Passage for review:
______

Journal Articles

Influence of Ingesting a Flavonoid-Rich Supplement on the Metabolome and Concentration of Urine Phenolics in Overweight/Obese Women

July 13, 2017

David C. Nieman, Sivapriya Ramamoorthy, Colin D. Kay, Courtney L. Goodman, Christopher R. Capps, Zack L. Shue, Nicole Heyl, Mary H. Grace, and Mary A. Lila (2017). Influence of Ingesting a Flavonoid-Rich Supplement on the Metabolome and Concentration of Urine Phenolics in Overweight/Obese Women. Journal of Proteome Research.

______

Exercises:
[1] Summarize the journal article listing in one sentence.
[2] According to the journal article listing, in which journal was the article published?
The records that come next are from a separate source and are unrelated to the journal article listing.

______

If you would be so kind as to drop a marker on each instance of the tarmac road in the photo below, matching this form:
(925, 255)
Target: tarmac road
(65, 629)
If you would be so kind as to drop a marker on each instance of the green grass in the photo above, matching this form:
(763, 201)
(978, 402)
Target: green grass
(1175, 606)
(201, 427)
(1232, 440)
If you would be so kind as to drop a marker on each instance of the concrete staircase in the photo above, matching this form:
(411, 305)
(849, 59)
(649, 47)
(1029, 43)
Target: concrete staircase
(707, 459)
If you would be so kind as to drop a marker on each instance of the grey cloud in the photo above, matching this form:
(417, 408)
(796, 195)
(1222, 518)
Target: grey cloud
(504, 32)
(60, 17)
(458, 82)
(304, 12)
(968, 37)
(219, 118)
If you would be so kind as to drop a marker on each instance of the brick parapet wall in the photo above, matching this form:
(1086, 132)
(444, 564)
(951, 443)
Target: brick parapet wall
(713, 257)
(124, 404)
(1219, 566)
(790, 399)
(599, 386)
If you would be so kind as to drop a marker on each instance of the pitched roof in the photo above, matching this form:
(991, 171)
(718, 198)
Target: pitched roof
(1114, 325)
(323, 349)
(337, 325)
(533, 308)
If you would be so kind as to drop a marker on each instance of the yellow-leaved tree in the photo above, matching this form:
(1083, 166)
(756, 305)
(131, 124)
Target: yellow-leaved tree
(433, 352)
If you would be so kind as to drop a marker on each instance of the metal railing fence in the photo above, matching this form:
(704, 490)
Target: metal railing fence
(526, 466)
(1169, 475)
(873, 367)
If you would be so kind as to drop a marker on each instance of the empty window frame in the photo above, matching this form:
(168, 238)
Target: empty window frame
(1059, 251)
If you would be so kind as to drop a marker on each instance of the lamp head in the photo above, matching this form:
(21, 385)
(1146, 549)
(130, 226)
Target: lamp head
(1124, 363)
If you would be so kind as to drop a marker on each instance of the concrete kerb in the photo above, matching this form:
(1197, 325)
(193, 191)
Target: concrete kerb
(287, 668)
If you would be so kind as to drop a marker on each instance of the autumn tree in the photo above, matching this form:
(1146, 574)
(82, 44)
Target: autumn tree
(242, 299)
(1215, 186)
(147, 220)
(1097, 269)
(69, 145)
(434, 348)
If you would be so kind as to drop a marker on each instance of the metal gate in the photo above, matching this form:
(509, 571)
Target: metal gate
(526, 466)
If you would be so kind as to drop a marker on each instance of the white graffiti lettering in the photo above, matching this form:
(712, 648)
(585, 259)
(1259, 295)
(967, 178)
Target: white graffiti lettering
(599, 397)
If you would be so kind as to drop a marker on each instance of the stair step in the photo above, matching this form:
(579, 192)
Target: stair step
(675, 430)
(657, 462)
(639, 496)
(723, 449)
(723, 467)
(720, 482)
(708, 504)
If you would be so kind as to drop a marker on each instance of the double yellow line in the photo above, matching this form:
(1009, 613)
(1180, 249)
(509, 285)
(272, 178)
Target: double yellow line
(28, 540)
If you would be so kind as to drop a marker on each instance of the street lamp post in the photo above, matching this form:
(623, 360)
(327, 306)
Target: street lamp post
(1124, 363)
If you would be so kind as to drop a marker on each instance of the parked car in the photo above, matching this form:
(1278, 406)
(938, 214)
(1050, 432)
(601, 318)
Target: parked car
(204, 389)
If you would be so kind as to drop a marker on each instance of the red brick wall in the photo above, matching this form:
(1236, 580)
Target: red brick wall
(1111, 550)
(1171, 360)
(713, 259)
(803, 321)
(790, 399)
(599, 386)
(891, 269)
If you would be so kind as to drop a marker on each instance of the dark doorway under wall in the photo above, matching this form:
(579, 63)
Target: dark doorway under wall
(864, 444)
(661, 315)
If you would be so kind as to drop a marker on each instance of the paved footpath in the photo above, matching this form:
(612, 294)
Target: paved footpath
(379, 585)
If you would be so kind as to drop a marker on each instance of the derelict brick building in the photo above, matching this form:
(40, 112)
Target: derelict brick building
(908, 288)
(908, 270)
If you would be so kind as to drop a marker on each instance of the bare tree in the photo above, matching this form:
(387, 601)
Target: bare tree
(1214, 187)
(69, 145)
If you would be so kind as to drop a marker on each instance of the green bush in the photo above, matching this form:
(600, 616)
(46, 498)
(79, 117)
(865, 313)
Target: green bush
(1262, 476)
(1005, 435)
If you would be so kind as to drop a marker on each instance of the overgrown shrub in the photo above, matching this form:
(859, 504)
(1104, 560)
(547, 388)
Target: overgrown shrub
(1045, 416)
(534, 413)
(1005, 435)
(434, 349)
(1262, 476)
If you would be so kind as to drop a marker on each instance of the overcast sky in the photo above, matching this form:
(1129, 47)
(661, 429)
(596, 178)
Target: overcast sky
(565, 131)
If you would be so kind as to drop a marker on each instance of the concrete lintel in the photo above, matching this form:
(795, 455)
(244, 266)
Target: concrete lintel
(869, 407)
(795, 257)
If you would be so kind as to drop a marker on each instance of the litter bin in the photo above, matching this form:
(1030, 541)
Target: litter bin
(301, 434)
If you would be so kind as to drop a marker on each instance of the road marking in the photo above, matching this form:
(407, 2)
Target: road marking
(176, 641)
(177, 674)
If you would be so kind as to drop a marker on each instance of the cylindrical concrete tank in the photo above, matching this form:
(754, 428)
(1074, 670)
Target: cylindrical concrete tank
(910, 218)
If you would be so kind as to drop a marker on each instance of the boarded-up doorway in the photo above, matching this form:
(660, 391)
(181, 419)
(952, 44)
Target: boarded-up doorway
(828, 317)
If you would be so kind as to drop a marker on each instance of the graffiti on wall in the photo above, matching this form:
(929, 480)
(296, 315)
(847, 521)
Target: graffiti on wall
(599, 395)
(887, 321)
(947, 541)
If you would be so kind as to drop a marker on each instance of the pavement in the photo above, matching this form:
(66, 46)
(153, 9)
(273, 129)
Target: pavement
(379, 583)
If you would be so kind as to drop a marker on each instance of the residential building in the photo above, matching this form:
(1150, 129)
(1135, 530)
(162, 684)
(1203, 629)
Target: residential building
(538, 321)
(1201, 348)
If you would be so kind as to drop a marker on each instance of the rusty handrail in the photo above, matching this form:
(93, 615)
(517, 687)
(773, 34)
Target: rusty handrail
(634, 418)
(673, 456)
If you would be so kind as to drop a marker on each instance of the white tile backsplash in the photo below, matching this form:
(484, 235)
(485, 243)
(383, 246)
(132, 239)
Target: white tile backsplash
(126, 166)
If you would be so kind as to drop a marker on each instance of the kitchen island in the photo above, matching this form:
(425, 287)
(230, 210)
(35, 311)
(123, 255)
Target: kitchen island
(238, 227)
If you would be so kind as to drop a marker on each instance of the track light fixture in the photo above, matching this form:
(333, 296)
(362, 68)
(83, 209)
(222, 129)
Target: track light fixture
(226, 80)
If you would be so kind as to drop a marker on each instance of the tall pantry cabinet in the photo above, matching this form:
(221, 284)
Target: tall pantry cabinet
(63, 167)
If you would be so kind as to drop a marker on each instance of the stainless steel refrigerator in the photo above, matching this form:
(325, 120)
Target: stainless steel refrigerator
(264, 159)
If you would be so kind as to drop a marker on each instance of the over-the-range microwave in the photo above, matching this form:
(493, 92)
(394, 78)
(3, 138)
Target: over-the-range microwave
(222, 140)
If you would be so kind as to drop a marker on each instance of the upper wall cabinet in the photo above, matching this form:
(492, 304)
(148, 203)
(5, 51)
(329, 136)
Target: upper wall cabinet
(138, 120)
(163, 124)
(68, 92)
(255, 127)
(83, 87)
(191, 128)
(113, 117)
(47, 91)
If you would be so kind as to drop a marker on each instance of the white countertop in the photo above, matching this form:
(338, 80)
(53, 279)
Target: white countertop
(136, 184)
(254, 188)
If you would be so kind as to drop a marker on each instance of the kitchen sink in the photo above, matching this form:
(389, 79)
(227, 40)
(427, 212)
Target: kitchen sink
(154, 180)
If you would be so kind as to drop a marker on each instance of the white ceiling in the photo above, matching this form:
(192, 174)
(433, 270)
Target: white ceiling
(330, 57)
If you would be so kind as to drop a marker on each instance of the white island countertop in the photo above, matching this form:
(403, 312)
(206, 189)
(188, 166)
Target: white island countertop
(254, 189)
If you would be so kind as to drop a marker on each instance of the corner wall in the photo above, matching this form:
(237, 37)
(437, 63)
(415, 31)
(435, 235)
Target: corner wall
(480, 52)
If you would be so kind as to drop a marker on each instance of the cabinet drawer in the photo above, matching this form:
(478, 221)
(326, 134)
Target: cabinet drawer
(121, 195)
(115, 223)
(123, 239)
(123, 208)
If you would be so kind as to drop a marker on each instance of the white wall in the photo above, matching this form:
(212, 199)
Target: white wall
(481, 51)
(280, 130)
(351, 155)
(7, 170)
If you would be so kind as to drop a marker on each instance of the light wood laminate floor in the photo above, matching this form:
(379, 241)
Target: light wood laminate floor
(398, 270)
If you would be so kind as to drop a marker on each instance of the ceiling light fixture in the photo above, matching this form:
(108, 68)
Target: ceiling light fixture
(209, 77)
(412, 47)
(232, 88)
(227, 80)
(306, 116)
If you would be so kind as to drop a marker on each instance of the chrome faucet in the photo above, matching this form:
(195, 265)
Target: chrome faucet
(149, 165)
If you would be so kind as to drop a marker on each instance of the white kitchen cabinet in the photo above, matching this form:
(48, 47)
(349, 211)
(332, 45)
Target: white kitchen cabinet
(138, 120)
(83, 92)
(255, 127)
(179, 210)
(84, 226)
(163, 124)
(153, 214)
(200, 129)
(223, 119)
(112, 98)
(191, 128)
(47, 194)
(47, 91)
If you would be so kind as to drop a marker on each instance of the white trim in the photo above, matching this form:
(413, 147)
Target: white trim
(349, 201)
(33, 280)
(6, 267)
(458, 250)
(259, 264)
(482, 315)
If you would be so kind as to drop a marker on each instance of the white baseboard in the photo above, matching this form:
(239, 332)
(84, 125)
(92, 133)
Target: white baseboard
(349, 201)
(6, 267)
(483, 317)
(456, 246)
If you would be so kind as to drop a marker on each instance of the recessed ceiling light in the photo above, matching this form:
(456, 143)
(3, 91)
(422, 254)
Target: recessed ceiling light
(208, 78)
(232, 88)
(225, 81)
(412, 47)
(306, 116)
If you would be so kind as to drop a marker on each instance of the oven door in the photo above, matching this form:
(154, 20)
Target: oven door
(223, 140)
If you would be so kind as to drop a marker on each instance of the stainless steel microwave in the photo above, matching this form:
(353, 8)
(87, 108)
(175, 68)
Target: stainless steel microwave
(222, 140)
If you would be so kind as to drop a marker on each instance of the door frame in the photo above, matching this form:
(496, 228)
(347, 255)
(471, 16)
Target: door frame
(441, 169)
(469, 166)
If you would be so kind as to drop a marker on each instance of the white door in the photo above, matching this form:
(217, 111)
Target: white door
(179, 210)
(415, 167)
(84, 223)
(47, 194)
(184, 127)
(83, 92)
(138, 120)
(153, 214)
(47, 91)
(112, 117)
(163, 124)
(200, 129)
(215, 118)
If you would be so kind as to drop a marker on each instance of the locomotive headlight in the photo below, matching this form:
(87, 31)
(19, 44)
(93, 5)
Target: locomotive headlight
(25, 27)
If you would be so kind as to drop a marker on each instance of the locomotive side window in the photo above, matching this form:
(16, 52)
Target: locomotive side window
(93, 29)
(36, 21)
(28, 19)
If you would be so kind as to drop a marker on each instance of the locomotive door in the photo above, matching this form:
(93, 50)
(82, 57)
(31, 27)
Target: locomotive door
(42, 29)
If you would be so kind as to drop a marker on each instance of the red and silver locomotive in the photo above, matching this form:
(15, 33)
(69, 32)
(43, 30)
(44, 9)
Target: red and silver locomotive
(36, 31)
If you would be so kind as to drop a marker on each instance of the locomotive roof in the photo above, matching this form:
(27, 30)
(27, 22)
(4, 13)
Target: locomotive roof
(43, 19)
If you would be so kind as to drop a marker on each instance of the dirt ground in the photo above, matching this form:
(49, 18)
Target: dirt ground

______

Responses per task:
[1] The listing, dated July 13, 2017, cites a 2017 Journal of Proteome Research article by David C. Nieman and colleagues on how ingesting a flavonoid-rich supplement influences the metabolome and the concentration of urine phenolics in overweight/obese women.

[2] Journal of Proteome Research